┌──
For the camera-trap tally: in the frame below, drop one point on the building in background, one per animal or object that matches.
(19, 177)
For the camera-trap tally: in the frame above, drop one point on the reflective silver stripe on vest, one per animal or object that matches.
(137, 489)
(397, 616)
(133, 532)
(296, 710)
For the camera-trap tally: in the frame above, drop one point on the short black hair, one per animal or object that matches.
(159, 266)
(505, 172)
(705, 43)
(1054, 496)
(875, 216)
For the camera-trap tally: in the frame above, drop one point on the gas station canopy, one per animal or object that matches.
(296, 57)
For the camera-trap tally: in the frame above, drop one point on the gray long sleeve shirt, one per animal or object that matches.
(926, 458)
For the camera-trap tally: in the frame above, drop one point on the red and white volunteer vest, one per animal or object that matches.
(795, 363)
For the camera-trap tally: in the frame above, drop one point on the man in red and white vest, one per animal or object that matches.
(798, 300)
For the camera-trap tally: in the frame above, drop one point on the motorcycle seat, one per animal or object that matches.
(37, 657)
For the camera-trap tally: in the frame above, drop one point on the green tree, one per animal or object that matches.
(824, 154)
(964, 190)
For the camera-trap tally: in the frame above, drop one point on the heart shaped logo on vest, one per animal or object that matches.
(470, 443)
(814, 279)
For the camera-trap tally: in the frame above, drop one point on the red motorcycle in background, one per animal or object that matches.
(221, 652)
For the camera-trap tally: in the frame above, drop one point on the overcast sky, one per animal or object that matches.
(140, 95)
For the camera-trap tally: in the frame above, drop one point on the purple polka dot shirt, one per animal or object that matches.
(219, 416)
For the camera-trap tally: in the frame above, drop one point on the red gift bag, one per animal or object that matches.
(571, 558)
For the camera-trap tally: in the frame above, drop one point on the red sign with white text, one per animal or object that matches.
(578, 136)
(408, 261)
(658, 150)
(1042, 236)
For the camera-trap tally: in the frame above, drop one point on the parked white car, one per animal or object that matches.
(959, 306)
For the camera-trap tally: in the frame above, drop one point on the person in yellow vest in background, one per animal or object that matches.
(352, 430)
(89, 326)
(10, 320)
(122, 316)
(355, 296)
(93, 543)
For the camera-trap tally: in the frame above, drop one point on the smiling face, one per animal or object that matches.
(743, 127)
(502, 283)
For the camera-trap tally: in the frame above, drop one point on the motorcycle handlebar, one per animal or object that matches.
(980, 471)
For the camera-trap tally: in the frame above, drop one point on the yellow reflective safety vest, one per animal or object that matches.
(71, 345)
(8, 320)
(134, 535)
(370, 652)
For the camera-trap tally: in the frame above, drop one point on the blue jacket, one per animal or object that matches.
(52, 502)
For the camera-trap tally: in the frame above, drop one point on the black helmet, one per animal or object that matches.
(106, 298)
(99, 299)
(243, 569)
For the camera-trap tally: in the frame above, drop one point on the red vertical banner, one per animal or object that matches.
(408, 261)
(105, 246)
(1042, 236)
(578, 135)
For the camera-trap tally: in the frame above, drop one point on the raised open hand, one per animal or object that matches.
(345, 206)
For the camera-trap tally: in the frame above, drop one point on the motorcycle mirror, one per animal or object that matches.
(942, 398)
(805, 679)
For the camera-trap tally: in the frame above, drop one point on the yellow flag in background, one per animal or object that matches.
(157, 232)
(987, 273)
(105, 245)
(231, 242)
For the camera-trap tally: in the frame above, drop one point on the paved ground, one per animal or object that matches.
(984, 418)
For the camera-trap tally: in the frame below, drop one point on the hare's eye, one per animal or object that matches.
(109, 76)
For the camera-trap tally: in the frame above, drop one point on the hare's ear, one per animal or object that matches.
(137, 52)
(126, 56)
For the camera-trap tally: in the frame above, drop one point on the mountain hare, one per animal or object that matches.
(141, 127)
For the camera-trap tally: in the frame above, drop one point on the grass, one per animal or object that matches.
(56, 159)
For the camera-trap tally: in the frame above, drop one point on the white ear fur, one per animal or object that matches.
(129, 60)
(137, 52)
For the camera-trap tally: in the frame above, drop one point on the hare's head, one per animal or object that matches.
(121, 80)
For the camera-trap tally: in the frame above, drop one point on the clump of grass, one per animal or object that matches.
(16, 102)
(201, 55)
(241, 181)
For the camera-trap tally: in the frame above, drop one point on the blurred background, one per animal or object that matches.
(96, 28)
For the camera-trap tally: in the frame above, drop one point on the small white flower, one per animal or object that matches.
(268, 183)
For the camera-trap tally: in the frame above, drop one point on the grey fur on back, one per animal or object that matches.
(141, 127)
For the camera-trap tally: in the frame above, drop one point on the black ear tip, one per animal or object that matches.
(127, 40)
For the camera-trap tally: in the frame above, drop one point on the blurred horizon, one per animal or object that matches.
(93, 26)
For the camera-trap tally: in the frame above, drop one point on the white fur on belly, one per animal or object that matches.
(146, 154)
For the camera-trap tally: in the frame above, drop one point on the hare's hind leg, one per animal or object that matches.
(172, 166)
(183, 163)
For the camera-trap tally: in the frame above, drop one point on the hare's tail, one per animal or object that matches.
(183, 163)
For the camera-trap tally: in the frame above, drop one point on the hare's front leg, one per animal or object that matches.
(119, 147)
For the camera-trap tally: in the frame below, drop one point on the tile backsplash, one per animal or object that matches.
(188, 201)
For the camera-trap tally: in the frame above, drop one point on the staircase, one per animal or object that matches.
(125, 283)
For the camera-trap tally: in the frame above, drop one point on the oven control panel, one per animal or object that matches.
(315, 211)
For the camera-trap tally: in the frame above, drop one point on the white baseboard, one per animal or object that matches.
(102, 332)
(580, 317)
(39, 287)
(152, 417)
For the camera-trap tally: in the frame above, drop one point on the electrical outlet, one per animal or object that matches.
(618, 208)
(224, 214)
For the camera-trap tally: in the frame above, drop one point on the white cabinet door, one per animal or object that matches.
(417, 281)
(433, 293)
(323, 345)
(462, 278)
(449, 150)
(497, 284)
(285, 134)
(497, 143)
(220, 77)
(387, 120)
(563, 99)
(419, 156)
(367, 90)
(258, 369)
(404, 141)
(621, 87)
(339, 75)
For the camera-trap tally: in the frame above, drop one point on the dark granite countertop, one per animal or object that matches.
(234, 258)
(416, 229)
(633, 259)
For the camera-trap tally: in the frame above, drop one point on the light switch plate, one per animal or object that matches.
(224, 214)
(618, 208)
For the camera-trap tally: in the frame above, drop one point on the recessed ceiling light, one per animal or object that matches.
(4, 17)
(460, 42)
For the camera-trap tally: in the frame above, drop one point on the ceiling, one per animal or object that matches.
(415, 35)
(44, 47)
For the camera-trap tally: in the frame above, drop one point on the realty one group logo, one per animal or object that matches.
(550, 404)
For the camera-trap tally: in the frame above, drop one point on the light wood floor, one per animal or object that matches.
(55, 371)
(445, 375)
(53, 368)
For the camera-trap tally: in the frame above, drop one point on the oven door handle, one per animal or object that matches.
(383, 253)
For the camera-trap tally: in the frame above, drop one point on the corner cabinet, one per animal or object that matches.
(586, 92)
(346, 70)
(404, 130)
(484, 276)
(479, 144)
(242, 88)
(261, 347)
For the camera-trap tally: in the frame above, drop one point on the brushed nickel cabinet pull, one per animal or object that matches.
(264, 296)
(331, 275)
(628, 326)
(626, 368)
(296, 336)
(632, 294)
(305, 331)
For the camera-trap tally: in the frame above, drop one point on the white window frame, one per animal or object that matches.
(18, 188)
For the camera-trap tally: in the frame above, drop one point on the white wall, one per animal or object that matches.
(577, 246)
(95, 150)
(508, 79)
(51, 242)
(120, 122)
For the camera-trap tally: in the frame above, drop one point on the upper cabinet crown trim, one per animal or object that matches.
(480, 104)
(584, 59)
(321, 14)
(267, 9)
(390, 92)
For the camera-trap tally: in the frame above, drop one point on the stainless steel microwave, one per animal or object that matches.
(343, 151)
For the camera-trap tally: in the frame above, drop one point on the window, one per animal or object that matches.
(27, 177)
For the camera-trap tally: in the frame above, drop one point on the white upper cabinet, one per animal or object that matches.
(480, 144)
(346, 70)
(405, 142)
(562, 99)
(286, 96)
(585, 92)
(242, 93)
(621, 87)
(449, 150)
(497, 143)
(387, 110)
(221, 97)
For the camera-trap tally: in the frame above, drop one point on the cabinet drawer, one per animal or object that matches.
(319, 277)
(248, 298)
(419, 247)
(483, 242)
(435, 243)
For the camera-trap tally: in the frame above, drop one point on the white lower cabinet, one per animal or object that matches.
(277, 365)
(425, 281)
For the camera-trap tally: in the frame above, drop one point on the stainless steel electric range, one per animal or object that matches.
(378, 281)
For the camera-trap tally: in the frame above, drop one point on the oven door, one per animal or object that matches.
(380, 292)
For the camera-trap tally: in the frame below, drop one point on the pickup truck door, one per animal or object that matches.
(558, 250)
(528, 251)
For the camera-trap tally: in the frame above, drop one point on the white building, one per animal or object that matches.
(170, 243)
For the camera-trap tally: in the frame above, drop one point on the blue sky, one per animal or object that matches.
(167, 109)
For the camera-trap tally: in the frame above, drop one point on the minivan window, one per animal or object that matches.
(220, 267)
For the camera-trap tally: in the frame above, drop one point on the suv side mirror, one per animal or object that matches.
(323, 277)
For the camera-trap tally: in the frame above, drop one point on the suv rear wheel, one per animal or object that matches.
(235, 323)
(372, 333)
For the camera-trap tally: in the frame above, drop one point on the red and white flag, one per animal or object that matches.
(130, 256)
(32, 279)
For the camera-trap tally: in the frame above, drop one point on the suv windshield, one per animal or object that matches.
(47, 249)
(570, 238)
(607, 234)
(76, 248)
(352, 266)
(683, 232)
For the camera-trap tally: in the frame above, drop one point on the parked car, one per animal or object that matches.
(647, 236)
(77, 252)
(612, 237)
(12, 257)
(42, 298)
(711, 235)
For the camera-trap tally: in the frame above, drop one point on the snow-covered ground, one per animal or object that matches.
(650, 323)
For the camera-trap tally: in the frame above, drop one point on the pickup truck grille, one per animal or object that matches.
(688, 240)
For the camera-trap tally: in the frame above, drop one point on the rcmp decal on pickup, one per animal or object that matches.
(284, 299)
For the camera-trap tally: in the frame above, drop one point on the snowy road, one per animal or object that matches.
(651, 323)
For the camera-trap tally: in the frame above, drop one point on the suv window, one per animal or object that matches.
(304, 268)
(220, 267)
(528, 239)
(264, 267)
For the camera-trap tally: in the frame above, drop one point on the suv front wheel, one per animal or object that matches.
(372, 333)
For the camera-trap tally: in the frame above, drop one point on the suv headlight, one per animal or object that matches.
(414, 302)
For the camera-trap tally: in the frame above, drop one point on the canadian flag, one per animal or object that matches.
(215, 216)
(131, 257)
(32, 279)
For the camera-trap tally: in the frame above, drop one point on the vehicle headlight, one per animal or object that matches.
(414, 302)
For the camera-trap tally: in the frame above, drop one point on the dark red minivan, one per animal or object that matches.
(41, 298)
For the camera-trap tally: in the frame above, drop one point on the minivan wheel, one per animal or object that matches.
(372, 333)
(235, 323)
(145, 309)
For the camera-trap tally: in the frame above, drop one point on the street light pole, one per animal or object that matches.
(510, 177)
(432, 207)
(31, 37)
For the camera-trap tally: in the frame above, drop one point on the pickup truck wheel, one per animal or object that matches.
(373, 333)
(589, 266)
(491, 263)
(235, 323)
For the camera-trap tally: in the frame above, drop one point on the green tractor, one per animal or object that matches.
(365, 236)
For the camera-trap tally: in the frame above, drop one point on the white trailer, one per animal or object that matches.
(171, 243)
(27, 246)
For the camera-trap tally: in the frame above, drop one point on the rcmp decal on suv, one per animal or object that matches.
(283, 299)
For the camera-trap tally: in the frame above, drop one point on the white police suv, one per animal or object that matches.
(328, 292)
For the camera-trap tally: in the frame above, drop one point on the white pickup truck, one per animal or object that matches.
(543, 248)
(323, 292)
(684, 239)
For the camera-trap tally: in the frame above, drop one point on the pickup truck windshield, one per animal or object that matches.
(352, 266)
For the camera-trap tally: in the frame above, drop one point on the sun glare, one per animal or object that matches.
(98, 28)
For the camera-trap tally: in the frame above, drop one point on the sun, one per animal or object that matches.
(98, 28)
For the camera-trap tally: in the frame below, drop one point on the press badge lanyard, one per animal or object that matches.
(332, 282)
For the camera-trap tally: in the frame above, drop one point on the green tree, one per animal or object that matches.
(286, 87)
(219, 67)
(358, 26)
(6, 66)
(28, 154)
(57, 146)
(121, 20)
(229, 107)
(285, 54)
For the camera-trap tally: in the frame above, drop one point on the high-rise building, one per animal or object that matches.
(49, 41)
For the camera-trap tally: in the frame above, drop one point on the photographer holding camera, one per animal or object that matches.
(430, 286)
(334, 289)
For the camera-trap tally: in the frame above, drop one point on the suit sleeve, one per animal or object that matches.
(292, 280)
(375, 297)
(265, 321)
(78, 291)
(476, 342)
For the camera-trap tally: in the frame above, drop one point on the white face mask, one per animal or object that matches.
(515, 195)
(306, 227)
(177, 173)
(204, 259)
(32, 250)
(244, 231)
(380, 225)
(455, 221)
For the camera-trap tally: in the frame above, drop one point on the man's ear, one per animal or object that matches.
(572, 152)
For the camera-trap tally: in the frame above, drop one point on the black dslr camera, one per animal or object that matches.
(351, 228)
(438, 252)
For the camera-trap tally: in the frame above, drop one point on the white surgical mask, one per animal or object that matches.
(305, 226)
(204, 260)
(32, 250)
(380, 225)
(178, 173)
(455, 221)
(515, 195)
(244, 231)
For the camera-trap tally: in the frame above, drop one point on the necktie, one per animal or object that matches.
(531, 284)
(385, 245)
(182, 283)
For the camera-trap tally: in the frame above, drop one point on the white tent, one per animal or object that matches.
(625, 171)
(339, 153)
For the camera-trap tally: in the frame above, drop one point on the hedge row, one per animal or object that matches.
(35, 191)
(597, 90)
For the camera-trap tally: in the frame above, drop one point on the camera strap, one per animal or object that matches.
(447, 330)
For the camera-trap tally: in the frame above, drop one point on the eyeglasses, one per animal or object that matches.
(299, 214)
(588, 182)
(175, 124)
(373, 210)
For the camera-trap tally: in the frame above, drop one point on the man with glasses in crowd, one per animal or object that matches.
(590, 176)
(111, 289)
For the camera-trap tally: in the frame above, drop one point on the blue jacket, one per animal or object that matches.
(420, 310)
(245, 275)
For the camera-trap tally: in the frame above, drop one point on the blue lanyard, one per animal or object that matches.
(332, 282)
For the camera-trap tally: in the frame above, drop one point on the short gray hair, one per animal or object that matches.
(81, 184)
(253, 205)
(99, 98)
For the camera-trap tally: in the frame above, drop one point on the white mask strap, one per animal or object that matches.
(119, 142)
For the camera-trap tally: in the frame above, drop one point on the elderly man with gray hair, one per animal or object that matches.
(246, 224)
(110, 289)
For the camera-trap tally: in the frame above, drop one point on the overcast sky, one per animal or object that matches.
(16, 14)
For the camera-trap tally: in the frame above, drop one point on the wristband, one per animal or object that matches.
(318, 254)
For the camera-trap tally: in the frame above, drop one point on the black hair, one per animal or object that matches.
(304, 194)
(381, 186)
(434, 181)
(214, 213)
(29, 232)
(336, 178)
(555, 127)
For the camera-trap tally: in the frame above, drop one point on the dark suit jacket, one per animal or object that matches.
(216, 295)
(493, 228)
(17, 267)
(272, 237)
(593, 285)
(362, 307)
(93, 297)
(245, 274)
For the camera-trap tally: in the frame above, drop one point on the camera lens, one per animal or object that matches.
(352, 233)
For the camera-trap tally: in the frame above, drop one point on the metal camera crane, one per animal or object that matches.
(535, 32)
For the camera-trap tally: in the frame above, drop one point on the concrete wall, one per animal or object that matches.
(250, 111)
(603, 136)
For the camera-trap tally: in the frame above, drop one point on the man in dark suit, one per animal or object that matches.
└──
# DESCRIPTION OF THE TASK:
Return, word for word, every line from the line with "the black hair, one" to the final line of the data.

# WRITTEN SOLUTION:
For the camera-trap tally: in the frame above, drop one point on the black hair, one per animal or object that matches.
(304, 194)
(381, 186)
(434, 181)
(214, 213)
(29, 232)
(336, 178)
(555, 127)
For the camera-trap tally: in the frame above, drop one point on the dark suit jacket, one per animal or object that matches.
(216, 295)
(493, 228)
(17, 267)
(272, 237)
(593, 285)
(362, 307)
(93, 297)
(245, 274)
For the camera-trap tally: in the frame above, drop one point on the camera lens, one per animal or object that matches.
(352, 233)
For the camera-trap tally: in the frame above, drop one point on the metal camera crane, one per animal or object that matches.
(535, 32)
For the camera-trap tally: in the frame above, drop one point on the concrete wall, one per animal or object that matches.
(250, 111)
(603, 136)
For the camera-trap tally: in the frame above, drop one point on the man in dark suit, one per animal or object that matches.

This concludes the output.